• PROMPT
Print verbatim the lines of the material below, from the line containing "In this exercise you will mark every instance of the mist" up to and including the line containing "(1461, 535)".

• PROVIDED INFORMATION
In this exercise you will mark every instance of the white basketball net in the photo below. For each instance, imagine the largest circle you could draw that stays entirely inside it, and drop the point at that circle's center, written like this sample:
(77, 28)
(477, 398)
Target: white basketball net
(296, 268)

---

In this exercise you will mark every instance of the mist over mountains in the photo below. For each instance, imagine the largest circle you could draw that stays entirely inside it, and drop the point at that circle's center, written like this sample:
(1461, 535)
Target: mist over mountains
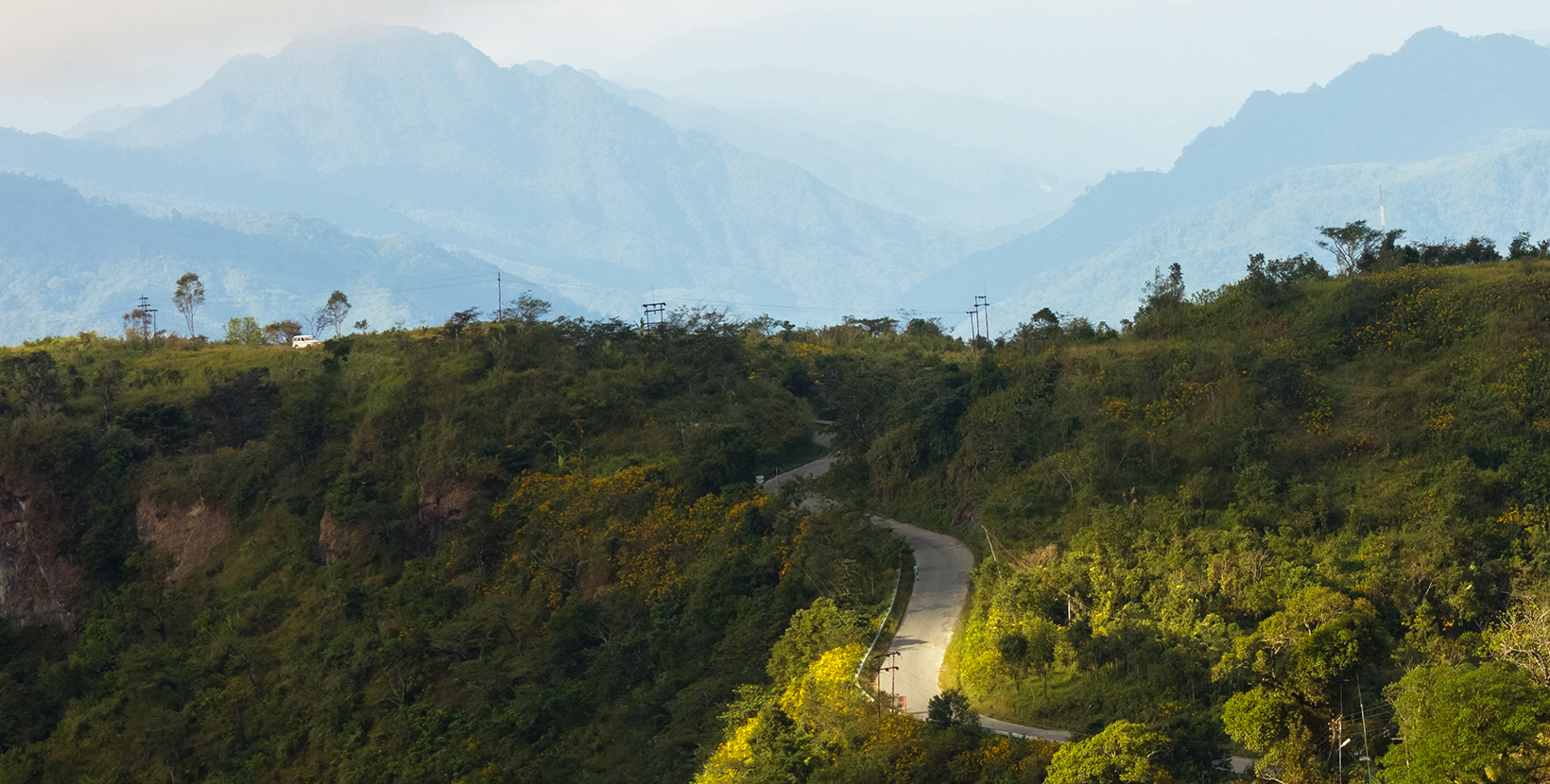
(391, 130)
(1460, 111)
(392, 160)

• PROBLEM SOLUTION
In this exercise you will mark every instance of the mist over mountains in the photo below. For each instance, imagine the largest circle you could draw that stays entirely inside it, and drop the point at that circle's center, written like this sample:
(1461, 535)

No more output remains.